Such contamination can arise via the air, e.g. as dust, deposits or seepage of harmful substances.

The Contaminated Sites Ordinance distinguishes between Ablagerungsstandorte (deposit sites, disused or still operational landfills and other waste disposal sites), Betriebsstandorte (operational sites, disused or still operational facilities where environmentally hazardous substances have been handled, including shooting ranges and sites), and Unfallstandorte (accident sites) (Art. 2 Z. 1 AltlV). Swiss law, therefore, does not distinguish between historical 'old' contamination and facilities that are still in operation but emphasises the operational safety of the latter. A distinction is made between contaminated sites requiring remediation and builder contamination, where remediation is only required when the land is reused or new buildings are constructed (with different rules on who bears the costs of remediation measures).

Contaminated sites are classified according to recognised protected assets (air, surface and ground water, soil fertility, directly affected human and animal health) as sites requiring remediation (and therefore also requiring monitoring), sites requiring monitoring only (without the need for remediation outside of construction measures) and sites requiring neither remediation nor monitoring. Large-scale pollutant emissions, such as dust along busy roads or agricultural treatment with copper-containing plant protection products in vineyards, which was common in the past, or heavy metal-containing sewage sludge used as soil fertiliser, do not expressly constitute contamination and therefore do not constitute contaminated sites under contaminated sites law.

———

* [Assignment 1] Retype a portion of the passage on contaminated sites. Begin at the words "Contaminated sites are" and stop after "contaminated sites law.".
* [Assignment 2] Summarize the passage on contaminated sites in two sentences.
* [Assignment 3] According to the passage on contaminated sites, when is remediation required for builder contamination?
The lines after this sentence have no part in any of this work.

* [Supplied material]
———

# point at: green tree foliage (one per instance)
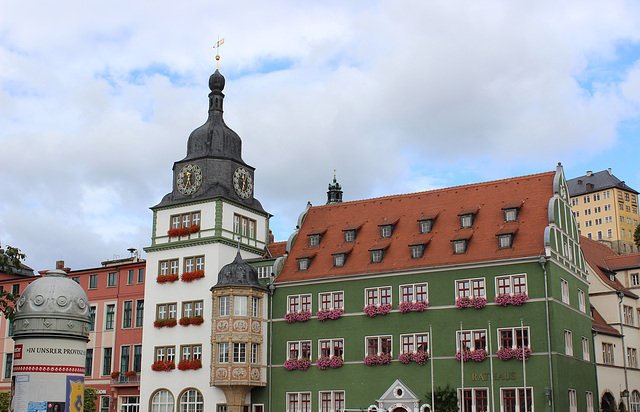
(446, 399)
(90, 396)
(5, 398)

———

* [Result 1]
Contaminated sites are classified according to recognised protected assets (air, surface and ground water, soil fertility, directly affected human and animal health) as sites requiring remediation (and therefore also requiring monitoring), sites requiring monitoring only (without the need for remediation outside of construction measures) and sites requiring neither remediation nor monitoring. Large-scale pollutant emissions, such as dust along busy roads or agricultural treatment with copper-containing plant protection products in vineyards, which was common in the past, or heavy metal-containing sewage sludge used as soil fertiliser, do not expressly constitute contamination and therefore do not constitute contaminated sites under contaminated sites law.

* [Result 2] The Swiss Contaminated Sites Ordinance distinguishes deposit sites, operational sites, and accident sites, and it classifies contaminated sites by protected assets as requiring remediation, requiring monitoring only, or requiring neither. Large-scale pollutant emissions, such as dust along busy roads, copper-containing plant protection products in vineyards, or heavy metal-containing sewage sludge used as soil fertilizer, do not count as contaminated sites under that law.

* [Result 3] Only when the land is reused or new buildings are constructed.